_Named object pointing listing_
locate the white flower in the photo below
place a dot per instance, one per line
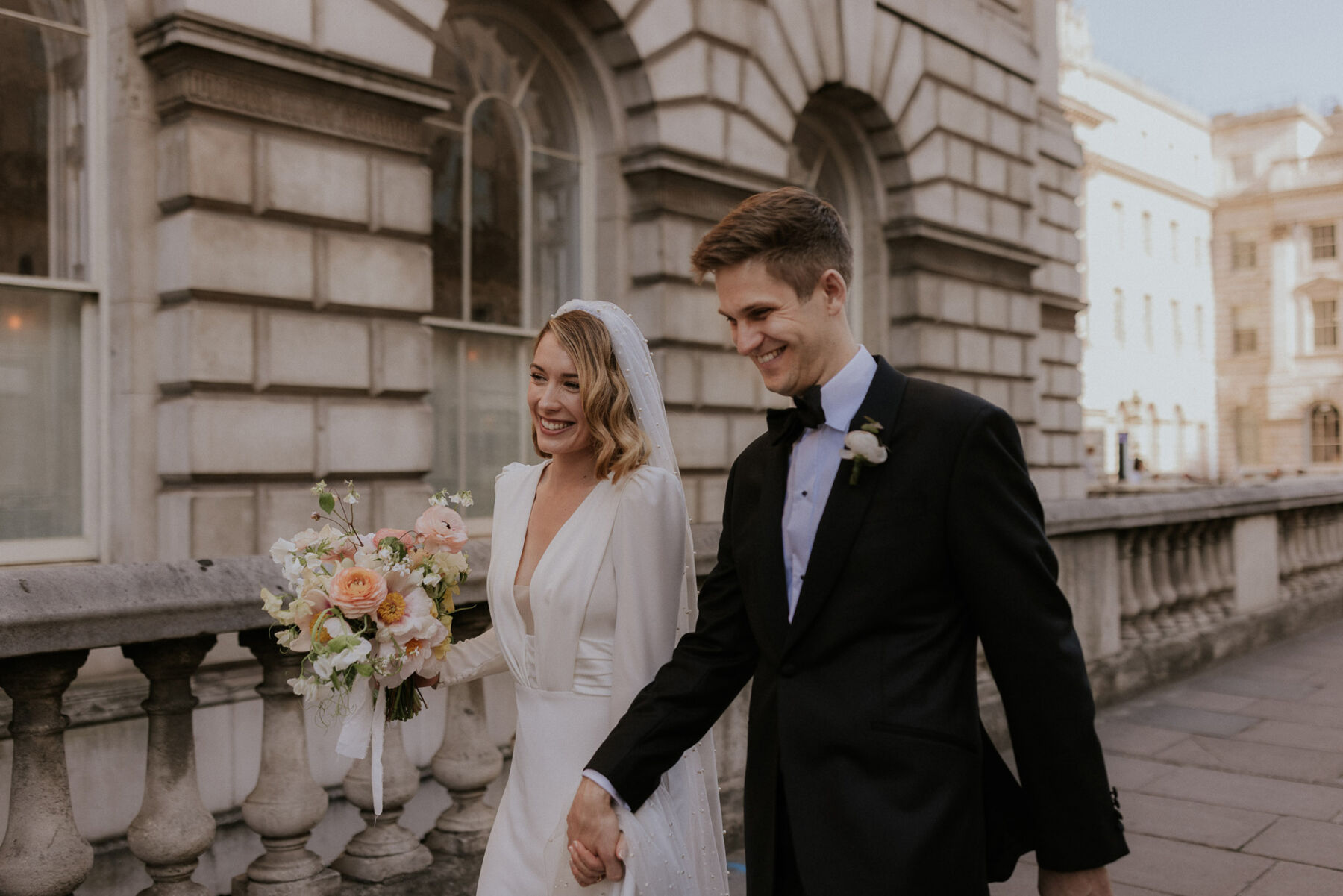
(864, 445)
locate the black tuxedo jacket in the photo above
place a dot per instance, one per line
(864, 708)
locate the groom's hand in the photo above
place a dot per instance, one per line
(592, 824)
(1094, 882)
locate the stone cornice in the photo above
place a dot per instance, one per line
(208, 65)
(1095, 163)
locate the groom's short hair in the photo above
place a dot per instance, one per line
(798, 236)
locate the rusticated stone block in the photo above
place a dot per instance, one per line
(222, 434)
(374, 272)
(316, 179)
(201, 250)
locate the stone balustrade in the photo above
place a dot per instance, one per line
(1161, 585)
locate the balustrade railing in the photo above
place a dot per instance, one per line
(1142, 572)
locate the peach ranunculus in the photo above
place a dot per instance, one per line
(441, 527)
(404, 536)
(357, 592)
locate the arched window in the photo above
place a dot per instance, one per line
(508, 168)
(47, 297)
(819, 164)
(1324, 434)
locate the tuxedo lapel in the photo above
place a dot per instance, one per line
(848, 504)
(770, 560)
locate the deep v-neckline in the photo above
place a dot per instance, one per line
(555, 538)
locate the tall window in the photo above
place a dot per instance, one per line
(1244, 336)
(1244, 251)
(1119, 317)
(46, 289)
(819, 164)
(507, 226)
(1326, 323)
(1324, 434)
(1323, 245)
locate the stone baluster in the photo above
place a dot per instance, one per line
(1128, 605)
(1197, 538)
(465, 763)
(1145, 589)
(383, 849)
(1171, 618)
(174, 827)
(287, 802)
(43, 853)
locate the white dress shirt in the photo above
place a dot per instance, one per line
(814, 464)
(812, 471)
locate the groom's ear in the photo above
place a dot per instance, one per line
(832, 290)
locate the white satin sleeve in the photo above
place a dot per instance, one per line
(649, 552)
(473, 659)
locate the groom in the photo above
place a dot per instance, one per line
(853, 590)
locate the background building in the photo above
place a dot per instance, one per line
(1279, 281)
(1148, 355)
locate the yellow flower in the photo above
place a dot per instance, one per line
(391, 610)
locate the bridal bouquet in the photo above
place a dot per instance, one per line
(369, 612)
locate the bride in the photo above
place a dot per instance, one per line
(590, 586)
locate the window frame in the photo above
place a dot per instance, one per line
(94, 333)
(525, 332)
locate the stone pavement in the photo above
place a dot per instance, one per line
(1230, 781)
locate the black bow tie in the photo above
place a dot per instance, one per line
(805, 414)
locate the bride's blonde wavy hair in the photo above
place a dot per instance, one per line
(619, 442)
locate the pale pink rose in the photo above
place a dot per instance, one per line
(307, 607)
(404, 536)
(357, 592)
(441, 528)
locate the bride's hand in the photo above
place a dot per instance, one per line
(587, 869)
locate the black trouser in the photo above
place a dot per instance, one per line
(786, 879)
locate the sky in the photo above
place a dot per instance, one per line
(1225, 55)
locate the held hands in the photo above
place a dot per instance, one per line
(1094, 882)
(597, 847)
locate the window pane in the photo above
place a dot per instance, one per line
(478, 413)
(445, 159)
(555, 234)
(496, 216)
(40, 407)
(42, 136)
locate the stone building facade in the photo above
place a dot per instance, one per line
(284, 241)
(1148, 354)
(250, 243)
(1279, 286)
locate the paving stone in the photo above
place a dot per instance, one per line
(1250, 792)
(1307, 714)
(1312, 842)
(1198, 721)
(1195, 822)
(1257, 688)
(1127, 773)
(1186, 869)
(1271, 761)
(1291, 734)
(1287, 879)
(1127, 738)
(1195, 698)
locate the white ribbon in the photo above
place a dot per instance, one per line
(363, 726)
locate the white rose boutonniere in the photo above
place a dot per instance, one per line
(863, 446)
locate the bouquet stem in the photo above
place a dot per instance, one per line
(403, 701)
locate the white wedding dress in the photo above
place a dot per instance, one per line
(609, 598)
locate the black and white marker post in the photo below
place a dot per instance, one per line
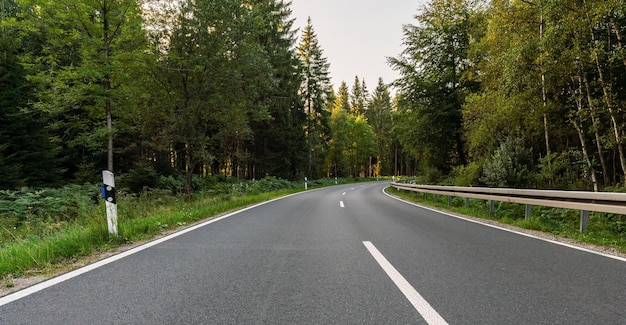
(108, 193)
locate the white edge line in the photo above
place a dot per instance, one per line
(619, 258)
(72, 274)
(419, 303)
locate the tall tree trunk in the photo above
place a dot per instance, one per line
(581, 134)
(620, 40)
(107, 85)
(543, 89)
(607, 97)
(596, 131)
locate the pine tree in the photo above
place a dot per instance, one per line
(315, 92)
(279, 144)
(378, 115)
(27, 155)
(358, 97)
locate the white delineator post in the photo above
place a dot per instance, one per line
(110, 202)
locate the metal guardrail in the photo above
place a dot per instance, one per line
(576, 200)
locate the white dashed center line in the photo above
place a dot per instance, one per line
(430, 315)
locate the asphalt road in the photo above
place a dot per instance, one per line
(340, 255)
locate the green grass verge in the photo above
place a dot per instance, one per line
(34, 255)
(40, 242)
(604, 229)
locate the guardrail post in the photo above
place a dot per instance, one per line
(584, 220)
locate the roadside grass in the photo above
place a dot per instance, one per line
(608, 230)
(40, 243)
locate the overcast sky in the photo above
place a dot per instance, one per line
(357, 36)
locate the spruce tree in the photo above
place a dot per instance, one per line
(315, 90)
(27, 155)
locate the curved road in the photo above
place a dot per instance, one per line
(344, 254)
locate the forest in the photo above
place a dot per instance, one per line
(501, 93)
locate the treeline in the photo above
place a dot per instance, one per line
(157, 88)
(516, 93)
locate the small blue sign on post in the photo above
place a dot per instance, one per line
(108, 193)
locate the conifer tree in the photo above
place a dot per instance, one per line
(378, 115)
(27, 154)
(315, 92)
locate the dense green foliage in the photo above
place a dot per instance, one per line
(476, 75)
(46, 228)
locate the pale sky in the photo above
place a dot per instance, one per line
(357, 36)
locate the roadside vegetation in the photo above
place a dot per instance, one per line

_What the exercise asks_
Copy the entire listing above word for word, leaving out the pictures.

_Answer in full_
locate the white flower in the photo below
place a dot per instance, one per line
(864, 445)
locate the black tuxedo jacket in the photo above
place a dot per instance, one per line
(864, 708)
locate the groom's hand in the photo above
place a dot per instance, one per line
(592, 824)
(1094, 882)
locate the stone cornice in the photo above
place a dot per instance, one per line
(208, 65)
(1095, 163)
locate the groom's short hair in the photo above
place a dot per instance, one per line
(798, 236)
locate the rusticated stone block in the photo above
place a dot per instance, one per line
(222, 434)
(374, 272)
(316, 179)
(201, 250)
locate the stone balustrade in the photo above
place a dot per instance, one per line
(1161, 585)
locate the balustrade railing in the photo above
place a dot per instance, one per line
(1142, 572)
locate the peach ranunculus in the photo above
place a dot per instance, one per line
(441, 527)
(404, 536)
(357, 592)
locate the arched window in the photo above
place a dot per instance, one per line
(508, 168)
(47, 297)
(819, 164)
(1324, 434)
locate the tuxedo lapel in the photo above
place a dot per instance, one per line
(848, 504)
(770, 560)
locate the deep v-neckline in the photo above
place a dot per instance, one per line
(555, 538)
locate the tall window in the photo above
place a dot per instance, one per line
(1244, 336)
(1244, 251)
(1119, 317)
(46, 289)
(819, 164)
(507, 226)
(1326, 323)
(1324, 434)
(1323, 245)
locate the stone baluster in the photo above
place a dot per instance, one per line
(1128, 605)
(1197, 538)
(465, 763)
(1145, 589)
(383, 849)
(1171, 618)
(174, 827)
(287, 802)
(43, 853)
locate the white dress shirt in the photo above
place a dot per instance, one per line
(814, 464)
(812, 471)
locate the groom's ear in the photo above
place a dot per instance, one per line
(832, 290)
locate the white satin sleeve in the photo above
place a dot per instance, one per line
(649, 552)
(473, 659)
locate the groom in the photo above
place a dot per instance, one per line
(853, 590)
locate the background building in the photo above
place a dot per instance, one per line
(1279, 281)
(1148, 355)
locate the yellow flower in the photo above
place a dot per instance, one per line
(391, 610)
locate the bridal bouquet in the photo above
place a dot per instance, one per line
(369, 612)
locate the bride in the photo above
place a dot per instance, one per line
(590, 586)
locate the window frame in the photo above
place a dot per instance, one per line
(94, 333)
(525, 332)
locate the stone pavement in the photo above
place a dot per instance, one per line
(1230, 781)
locate the black bow tie in the photo above
place a dot per instance, one per line
(805, 414)
locate the bride's blonde wavy hair in the photo above
place a dot per instance, one per line
(619, 442)
locate the pale pink rose in the photo above
place a dot per instance, one per line
(307, 607)
(404, 536)
(357, 592)
(441, 528)
locate the bride's hand in the photo above
place a dot per instance, one per line
(587, 869)
locate the black trouser in the photo above
place a dot per instance, one per line
(786, 879)
locate the sky in the photo above
place a dot per instance, one per line
(1225, 55)
locate the held hands in the photo above
place a dot per instance, one per line
(1094, 882)
(597, 847)
locate the window pane in the photo above
place a dot per instance, one per line
(478, 413)
(445, 159)
(555, 234)
(496, 216)
(40, 407)
(42, 136)
locate the stone building facade in the photo above
place a dot per instance, one per line
(284, 241)
(1148, 354)
(250, 243)
(1279, 286)
locate the paving stone in the photo above
place a dot per instance, one per line
(1250, 792)
(1307, 714)
(1312, 842)
(1198, 721)
(1195, 822)
(1257, 688)
(1127, 773)
(1186, 869)
(1271, 761)
(1291, 734)
(1287, 879)
(1127, 738)
(1195, 698)
locate the white ribbon in the photo above
place a dot per instance, one per line
(363, 726)
locate the white rose boutonniere in the photo above
place a dot per instance, one per line
(863, 446)
locate the bouquet stem in the photo above
place a dot per instance, one per line
(403, 701)
locate the white wedding dress in the photo above
place a dot per instance, one per line
(609, 598)
locate the black and white marker post in the photo below
place a dot per instance, one per line
(108, 193)
locate the white edge line in the photo above
place a dot per instance, one per line
(619, 258)
(72, 274)
(419, 303)
locate the tall tree trunk in the photo above
place a dot per instance, one per line
(581, 134)
(620, 40)
(107, 85)
(543, 89)
(607, 97)
(596, 131)
locate the pine tree in the photo above
place a dot per instance, one per line
(315, 92)
(279, 144)
(378, 115)
(27, 155)
(358, 97)
locate the white delineator post in the photo above
place a dot per instance, one per line
(110, 202)
locate the metal guardrail in the photo above
place a dot per instance, one per line
(576, 200)
locate the white dashed center line in the photo above
place a dot per instance, one per line
(430, 315)
locate the asphalt road in the photo above
place a dot per instance, one per line
(340, 255)
locate the green grass verge in the photo above
place a dot per instance, one per line
(34, 255)
(40, 242)
(604, 229)
locate the guardrail post in the photo above
place a dot per instance, one per line
(584, 220)
locate the roadside grass in the photo above
place a dot per instance, one per line
(608, 230)
(40, 243)
locate the overcast sky in the photo above
place a dot per instance, one per line
(357, 36)
locate the spruce tree in the photo above
place a dot per instance, one per line
(315, 90)
(27, 155)
locate the curved road in the photo above
place a dot per instance, one per line
(344, 254)
locate the forest in the photo above
place a dot per instance, one per line
(501, 93)
locate the treeline in the photo above
place a dot per instance, one per line
(157, 88)
(516, 93)
locate the small blue sign on post in the photo above
place a dot per instance, one per line
(108, 193)
locate the conifer tree in the photo above
place a dot per instance, one per line
(378, 115)
(27, 154)
(315, 92)
locate the dense green foliage in the photo above
place a dot per instance, one per line
(476, 75)
(46, 228)
locate the pale sky in the photo above
place a dot per instance, one per line
(357, 36)
locate the roadside vegetation in the photo above
place a dot per instance, one per line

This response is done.